(Pointing dataset excerpts)
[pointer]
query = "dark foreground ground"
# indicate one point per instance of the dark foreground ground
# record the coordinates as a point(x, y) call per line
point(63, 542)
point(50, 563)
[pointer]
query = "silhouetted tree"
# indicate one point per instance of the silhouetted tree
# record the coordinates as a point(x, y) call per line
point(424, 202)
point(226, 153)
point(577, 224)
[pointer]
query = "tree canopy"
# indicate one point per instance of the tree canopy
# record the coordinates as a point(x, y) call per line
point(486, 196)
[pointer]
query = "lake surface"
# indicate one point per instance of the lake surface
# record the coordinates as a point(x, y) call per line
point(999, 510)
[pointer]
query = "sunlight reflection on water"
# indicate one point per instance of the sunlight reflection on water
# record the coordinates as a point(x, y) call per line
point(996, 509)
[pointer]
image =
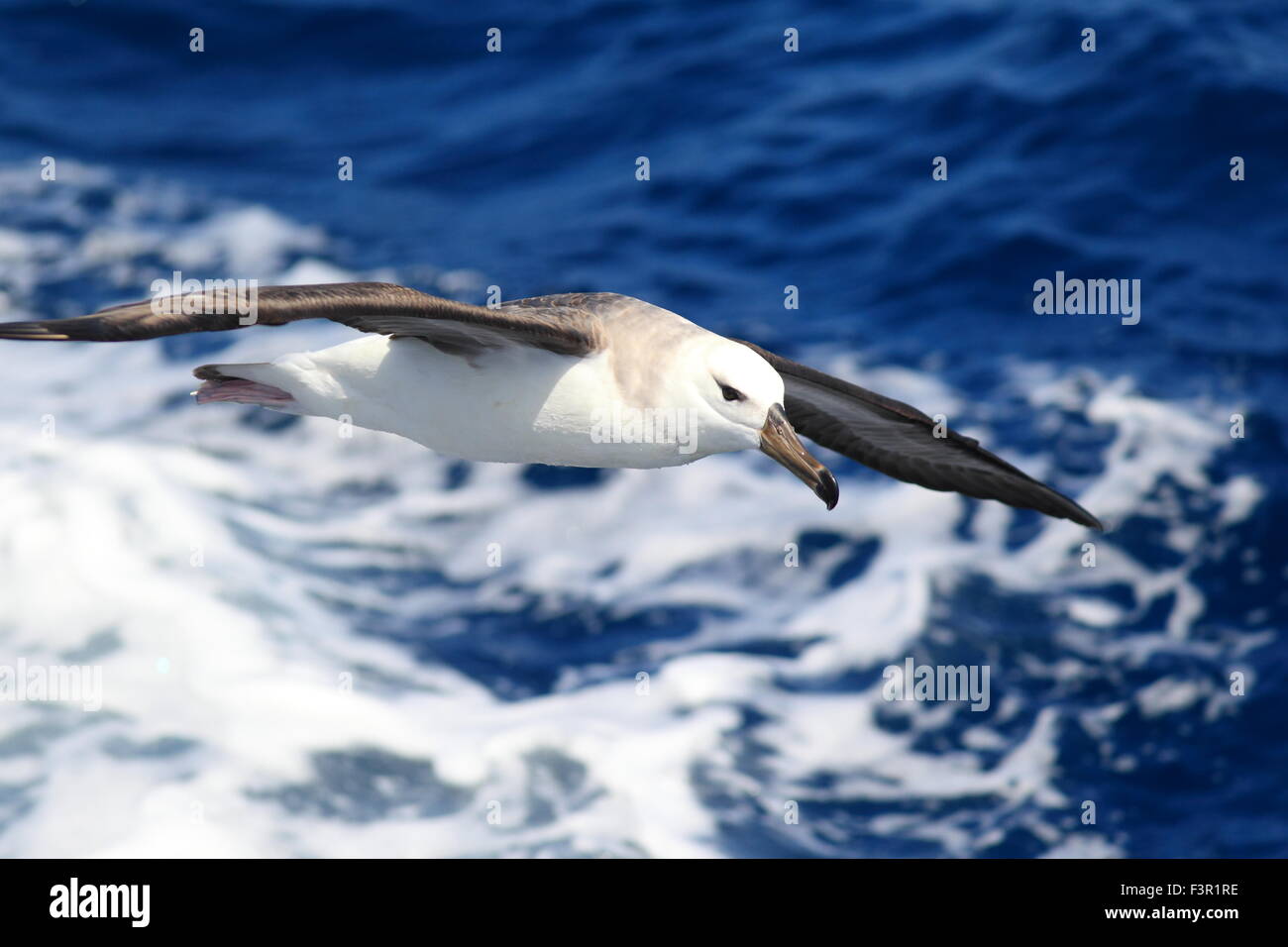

- _YOUR TASK_
Reproduce all the items, changing "silhouetted" to "shadowed" everywhere it appears and keeping everything else the same. Omit the pictures from your answer.

- _RESULT OF THIS TASK_
[pointer]
query = "dark foreground ground"
# indicate one point per instance of the dark foreground ground
# record the coordinates as a point(x, y) call per line
point(63, 542)
point(50, 563)
[pointer]
query = "shadowed tree"
# indicate one point per instance of the shadowed tree
# record the coordinates as a point(x, y) call per line
point(424, 202)
point(226, 153)
point(577, 224)
[pointer]
query = "tree canopy"
# indicate one point per instance of the tree canopy
# record the coordinates as a point(x, y) call per line
point(486, 196)
[pointer]
query = "lake surface"
# indicate one point per instance of the lake surface
# record the coordinates as a point(x, y) call per line
point(999, 510)
[pointer]
query = "sunlight reflection on water"
# indicate one point per instance of the sunlight reflection on water
# record the coordinates as a point(x, y) call per line
point(996, 509)
[pointer]
image =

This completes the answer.